* _EXERCISE DESCRIPTION_
Say whether each statement agrees with the passage below on old Maryland and Virginia estates. Answer yes or no for each and quote the deciding words. 1. The sedge grass on worn-out fields is good for pasture. 2. The narrator had three masters in Maryland. 3. The estates have barns like those of Pennsylvania farmers.

* _SELECTED PASSAGE_
»»

Many of these fields have been abandoned altogether, and are overgrown by cedars, which spring up in infinite numbers almost as soon as a field ceases to be ploughed, and furnish materials for fencing such parts of the ancient plantation as are still kept enclosed. In many places the enclosed fields are only partially cultivated, all the hills and poorest parts being given up to the cedars and chinquopin bushes. These estates, the seats of families that were once powerful, wealthy, and proud, are universally destitute of the appearance of a barn, such as is known among the farmers of Pennsylvania. The out houses, stables, gardens, and offices, have fallen to decay, and the dwelling-house is occupied by the descendants of those who erected it, still pertinaciously adhering to the halls of their ancestry, with a half dozen or ten slaves, the remains of the two or three hundred who toiled upon these grounds in former days. The residue of the stock has been distributed in marriage portions to the daughters of the family gone to a distance—have been removed to the west by emigrating sons, or have been sold to the southern traders, from time to time, to procure money to support the dignity of the house, as the land grew poorer, and the tobacco crop shorter, from year to year.
Industry, enterprise, and ambition, have fled from these abodes, and sought refuge from sterility and barrenness in the vales of Kentucky, or the plains of Alabama; whilst the present occupants, vain of their ancestral monuments, and proud of an obscure name, contend with all the ills that poverty brings upon fallen greatness, and pass their lives in a contest between mimic state and actual penury—too ignorant of agriculture to know how to restore fertility to a once prolific and still substantial soil, and too spiritless to sell their effects and search a new home under other skies. The sedge grass every where takes possession of the worn out fields, until it is supplanted by the chinquopin and the cedar. This grass grows in thick set bunches or stools, and no land is too poor for it. It rises to the height of two or three feet, and grows, in many places, in great profusion—is utterly worthless, either for hay or pasturage, but affords shelter to numerous rabbits, and countless flocks of partridges, and, at a short distance, has a beautiful appearance, as its elastic blue tops wave in the breeze.
In Maryland and Virginia, although the slaves are treated with so much rigour, and oftentimes with so much cruelty, I have seen instances of the greatest tenderness of feeling on the part of their owners. I myself had three masters in Maryland, and I cannot say now, even after having resided so many years in a state where slavery is not tolerated, that either of them (except the last, who sold me to the Georgians, and was an unfeeling man,) used me worse than they had a moral right to do, regarding me merely as an article of property, and not entitled to any rights as a man, political or civil. My mistresses, in Maryland, were all good women; and the mistress of my wife, in whose kitchen I spent my Sundays and many of my nights, for several years, was a lady of most benevolent and kindly feelings. She was a true friend to me, and I shall always venerate her memory.
It is now my opinion, after all I have seen, that there are no better-hearted women in the world, than the ladies of the ancient families, as they are called, in old Virginia, or the country below the mountains, and the same observations will apply to the ladies of Maryland. The stock of slaves has belonged to the family for several generations, and there is a kind of family pride, in being the proprietors of so many human beings, which, in many instances, borders on affection for people of colour.

««

Records from a dataset:
»»

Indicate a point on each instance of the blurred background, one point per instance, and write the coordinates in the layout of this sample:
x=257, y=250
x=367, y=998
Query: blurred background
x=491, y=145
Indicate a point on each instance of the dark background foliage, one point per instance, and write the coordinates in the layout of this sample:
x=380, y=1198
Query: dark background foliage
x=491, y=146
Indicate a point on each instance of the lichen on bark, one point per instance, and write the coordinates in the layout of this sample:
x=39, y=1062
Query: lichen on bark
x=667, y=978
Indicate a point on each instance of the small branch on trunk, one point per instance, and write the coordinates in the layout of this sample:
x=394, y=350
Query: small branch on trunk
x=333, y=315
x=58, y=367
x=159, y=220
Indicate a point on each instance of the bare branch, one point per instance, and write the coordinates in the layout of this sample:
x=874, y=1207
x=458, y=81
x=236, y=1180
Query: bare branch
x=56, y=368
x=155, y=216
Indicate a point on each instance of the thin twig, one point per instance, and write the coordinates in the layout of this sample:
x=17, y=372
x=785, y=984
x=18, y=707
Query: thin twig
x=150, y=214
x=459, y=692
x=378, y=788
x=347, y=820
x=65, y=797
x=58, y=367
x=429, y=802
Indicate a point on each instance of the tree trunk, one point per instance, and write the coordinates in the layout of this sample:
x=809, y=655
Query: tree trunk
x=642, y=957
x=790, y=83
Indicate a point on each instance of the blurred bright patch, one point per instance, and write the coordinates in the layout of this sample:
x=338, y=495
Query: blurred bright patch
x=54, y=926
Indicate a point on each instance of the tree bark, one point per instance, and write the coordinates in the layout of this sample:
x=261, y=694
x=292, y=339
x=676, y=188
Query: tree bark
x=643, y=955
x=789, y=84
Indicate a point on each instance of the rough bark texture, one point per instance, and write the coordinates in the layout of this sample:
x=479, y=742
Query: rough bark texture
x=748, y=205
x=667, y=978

««

* _FINAL RESULT_
1. No: "is utterly worthless, either for hay or pasturage"
2. Yes: "I myself had three masters in Maryland"
3. No: "are universally destitute of the appearance of a barn, such as is known among the farmers of Pennsylvania"